Task |
Write each line exactly as it stands, from the line containing "Target = soccer ball" through the end of the data.

--------

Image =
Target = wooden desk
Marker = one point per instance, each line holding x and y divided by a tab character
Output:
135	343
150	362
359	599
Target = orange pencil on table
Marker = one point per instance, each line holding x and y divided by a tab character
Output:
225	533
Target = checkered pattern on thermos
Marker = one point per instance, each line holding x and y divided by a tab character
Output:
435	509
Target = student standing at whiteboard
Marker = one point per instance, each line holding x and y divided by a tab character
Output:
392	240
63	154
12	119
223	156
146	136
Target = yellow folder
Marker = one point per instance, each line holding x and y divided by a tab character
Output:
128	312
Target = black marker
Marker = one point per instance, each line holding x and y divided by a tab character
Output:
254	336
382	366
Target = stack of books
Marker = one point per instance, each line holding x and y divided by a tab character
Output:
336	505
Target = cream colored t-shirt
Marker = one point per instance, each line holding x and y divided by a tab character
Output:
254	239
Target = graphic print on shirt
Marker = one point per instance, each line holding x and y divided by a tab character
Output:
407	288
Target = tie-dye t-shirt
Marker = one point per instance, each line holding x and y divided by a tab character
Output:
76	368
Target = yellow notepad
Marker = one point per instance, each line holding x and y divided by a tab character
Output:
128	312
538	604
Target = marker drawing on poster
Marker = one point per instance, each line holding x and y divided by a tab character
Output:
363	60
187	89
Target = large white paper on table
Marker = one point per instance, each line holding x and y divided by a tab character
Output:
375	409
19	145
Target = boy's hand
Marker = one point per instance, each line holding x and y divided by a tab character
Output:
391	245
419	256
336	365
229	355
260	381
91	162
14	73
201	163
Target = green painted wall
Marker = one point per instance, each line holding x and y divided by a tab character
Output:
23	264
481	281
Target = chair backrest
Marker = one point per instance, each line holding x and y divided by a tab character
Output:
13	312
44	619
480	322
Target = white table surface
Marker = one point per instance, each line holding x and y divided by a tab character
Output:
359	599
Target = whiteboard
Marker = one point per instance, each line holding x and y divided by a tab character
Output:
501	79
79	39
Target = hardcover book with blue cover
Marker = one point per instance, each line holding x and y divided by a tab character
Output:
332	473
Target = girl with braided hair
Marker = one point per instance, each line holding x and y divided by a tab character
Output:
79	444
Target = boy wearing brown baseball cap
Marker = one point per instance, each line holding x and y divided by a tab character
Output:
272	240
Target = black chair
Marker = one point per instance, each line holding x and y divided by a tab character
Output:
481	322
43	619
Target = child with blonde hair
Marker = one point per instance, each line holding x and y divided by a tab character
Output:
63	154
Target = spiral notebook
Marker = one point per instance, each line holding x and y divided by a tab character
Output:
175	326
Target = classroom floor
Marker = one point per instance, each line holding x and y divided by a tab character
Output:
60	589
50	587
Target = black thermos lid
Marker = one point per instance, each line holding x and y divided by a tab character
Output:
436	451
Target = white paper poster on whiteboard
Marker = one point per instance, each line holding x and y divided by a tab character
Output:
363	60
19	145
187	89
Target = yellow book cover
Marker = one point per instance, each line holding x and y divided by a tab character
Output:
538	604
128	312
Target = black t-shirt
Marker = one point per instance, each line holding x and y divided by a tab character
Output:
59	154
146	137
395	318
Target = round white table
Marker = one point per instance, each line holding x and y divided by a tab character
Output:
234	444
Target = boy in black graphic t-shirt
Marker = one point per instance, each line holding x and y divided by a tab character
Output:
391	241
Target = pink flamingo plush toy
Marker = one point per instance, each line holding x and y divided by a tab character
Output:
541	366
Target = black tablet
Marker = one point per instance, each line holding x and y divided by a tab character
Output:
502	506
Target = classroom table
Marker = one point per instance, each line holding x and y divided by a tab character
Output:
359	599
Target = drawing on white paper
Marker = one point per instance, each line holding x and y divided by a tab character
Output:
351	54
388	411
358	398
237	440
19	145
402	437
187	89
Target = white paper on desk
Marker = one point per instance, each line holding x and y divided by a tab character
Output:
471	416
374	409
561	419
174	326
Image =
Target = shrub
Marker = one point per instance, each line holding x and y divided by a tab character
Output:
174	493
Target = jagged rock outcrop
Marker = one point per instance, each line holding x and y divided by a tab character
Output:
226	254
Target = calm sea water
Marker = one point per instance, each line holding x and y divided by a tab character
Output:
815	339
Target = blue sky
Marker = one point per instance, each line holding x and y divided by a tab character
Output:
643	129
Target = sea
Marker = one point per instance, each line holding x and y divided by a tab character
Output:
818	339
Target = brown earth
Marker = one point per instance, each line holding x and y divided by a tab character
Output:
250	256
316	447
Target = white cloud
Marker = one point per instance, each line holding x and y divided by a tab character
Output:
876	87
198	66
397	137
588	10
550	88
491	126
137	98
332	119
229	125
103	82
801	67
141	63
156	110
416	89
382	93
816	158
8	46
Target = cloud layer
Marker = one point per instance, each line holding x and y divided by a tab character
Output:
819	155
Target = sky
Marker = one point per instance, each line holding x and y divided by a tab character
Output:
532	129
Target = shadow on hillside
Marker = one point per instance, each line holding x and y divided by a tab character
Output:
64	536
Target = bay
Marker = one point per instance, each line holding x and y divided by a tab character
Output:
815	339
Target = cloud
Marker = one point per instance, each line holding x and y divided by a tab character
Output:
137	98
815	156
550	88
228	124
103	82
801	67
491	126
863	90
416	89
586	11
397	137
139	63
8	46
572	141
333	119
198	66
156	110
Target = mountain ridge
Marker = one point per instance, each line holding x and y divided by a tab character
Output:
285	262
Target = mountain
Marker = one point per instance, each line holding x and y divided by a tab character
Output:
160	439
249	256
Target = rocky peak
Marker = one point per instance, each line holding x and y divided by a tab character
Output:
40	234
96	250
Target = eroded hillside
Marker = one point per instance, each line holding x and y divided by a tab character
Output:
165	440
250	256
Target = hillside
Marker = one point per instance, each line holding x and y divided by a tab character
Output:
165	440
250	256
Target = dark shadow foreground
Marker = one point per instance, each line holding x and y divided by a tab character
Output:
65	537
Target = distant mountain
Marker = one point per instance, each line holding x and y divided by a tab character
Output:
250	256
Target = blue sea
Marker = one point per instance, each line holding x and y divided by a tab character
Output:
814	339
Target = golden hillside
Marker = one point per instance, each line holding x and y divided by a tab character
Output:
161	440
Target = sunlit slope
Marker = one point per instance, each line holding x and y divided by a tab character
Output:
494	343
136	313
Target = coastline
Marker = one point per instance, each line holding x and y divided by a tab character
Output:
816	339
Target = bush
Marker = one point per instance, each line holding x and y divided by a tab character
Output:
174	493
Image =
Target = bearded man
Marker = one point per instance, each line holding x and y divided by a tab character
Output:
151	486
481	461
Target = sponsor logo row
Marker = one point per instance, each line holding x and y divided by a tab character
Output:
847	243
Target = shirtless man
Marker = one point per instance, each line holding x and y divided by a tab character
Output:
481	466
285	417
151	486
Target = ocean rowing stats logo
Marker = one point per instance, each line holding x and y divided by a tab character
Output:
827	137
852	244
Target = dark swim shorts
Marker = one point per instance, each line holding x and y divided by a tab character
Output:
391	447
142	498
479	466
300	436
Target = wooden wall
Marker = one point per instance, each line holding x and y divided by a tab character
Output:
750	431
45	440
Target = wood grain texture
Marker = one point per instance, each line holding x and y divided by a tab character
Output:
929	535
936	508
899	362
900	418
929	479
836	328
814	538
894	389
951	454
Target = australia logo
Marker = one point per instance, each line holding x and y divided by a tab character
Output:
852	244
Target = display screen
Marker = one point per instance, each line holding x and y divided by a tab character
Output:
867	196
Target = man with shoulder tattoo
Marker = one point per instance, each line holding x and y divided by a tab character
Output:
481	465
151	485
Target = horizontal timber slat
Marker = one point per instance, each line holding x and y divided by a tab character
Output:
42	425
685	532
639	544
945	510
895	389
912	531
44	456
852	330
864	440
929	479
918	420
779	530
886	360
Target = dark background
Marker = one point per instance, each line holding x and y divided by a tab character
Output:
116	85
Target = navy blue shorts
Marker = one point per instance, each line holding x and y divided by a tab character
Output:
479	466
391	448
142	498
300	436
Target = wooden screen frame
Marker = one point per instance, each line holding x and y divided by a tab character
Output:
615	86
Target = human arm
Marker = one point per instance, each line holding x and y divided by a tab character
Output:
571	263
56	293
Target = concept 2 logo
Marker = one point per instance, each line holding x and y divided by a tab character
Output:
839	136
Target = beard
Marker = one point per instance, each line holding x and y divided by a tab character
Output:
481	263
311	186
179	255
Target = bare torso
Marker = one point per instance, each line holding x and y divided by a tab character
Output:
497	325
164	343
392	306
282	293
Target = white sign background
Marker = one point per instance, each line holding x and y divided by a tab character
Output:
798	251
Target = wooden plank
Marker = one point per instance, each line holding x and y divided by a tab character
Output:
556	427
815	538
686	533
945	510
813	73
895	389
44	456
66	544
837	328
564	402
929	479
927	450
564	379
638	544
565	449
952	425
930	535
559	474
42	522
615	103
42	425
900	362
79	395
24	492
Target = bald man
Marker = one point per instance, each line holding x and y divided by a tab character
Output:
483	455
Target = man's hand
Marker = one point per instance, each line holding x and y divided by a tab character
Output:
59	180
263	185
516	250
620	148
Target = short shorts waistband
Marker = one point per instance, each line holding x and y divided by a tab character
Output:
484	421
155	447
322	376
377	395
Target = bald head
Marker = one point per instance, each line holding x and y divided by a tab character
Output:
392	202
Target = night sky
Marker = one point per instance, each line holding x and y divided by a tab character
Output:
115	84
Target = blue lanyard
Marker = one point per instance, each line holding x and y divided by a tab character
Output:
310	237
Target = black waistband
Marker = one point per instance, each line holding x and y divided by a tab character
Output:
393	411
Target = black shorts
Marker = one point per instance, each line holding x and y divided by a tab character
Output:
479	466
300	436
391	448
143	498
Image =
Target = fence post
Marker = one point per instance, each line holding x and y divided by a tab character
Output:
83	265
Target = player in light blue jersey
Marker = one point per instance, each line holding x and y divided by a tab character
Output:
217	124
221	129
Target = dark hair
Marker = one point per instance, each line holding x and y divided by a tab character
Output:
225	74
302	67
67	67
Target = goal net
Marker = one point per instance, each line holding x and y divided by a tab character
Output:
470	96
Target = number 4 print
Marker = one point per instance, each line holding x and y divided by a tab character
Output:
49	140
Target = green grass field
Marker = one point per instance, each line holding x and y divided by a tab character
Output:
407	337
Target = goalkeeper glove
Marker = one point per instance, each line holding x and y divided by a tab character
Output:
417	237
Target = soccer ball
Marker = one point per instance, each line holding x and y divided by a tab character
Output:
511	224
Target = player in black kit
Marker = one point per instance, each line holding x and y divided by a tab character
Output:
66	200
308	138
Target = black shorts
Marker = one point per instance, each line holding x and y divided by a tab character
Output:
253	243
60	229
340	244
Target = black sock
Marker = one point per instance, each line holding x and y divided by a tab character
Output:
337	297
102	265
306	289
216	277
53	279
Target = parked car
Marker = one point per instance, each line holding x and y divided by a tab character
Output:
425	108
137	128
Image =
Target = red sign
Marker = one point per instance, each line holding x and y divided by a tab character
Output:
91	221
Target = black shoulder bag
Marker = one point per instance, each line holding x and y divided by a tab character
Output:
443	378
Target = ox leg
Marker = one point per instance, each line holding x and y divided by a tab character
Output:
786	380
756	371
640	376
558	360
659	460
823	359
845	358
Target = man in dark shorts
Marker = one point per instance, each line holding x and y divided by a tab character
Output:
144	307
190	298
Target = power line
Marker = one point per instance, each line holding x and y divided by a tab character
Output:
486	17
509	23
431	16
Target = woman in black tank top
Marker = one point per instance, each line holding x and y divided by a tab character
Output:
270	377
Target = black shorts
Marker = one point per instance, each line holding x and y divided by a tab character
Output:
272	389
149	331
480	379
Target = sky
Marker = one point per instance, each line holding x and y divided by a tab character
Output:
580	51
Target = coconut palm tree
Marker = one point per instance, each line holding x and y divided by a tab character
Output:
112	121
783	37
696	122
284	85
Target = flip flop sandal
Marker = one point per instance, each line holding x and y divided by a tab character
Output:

--------

Final result |
Target = soccer ball
Marker = one point per instance, each line holding x and y divided by a tab character
Output:
511	224
Target = player in black kit
Marker = one point per instance, each line holding x and y divided by a tab character
Output:
66	200
308	138
Target = black shorts
Marker = one point per instance, each line holding x and y divided by a tab character
Output:
253	243
60	229
340	244
Target = black sock
Marker = one point per instance, each line holding x and y divided by a tab character
Output:
337	297
102	265
306	289
216	277
53	279
Target = parked car
Marker = one point per instance, each line holding x and y divided by a tab character
Output:
425	108
137	128
Image =
Target = red sign
Marker = one point per instance, each line holding x and y divided by a tab character
Output:
91	221
Target = black shoulder bag
Marker = one point per instance, each line holding x and y divided by a tab character
Output:
443	378
Target = ox leg
Marker = one point per instance, each line holding x and y divided by a tab character
Output:
786	380
756	371
640	376
558	360
659	460
823	359
845	358
Target = man in dark shorts
Marker = one point per instance, each line holding x and y divided by a tab character
Output:
144	307
190	298
Target = power line
Marker = one point per instance, each line holding x and y divided by a tab character
Output:
486	17
509	23
431	16
Target = woman in black tank top
Marker = one point per instance, each line holding x and y divided by a tab character
Output:
270	377
Target = black shorts
Marker = one point per instance, each line holding x and y divided by a tab character
Output:
272	389
149	331
480	379
Target = sky
Marker = one point per instance, each line holding x and y divided by a tab character
Output:
580	51
Target = coconut palm tree
Marker = one point per instance, each line holding x and y divided by a tab character
Output:
112	121
783	37
696	122
284	85
Target = flip flop sandal
Marker = one point per instance, each line holding x and y divided by a tab character
Output:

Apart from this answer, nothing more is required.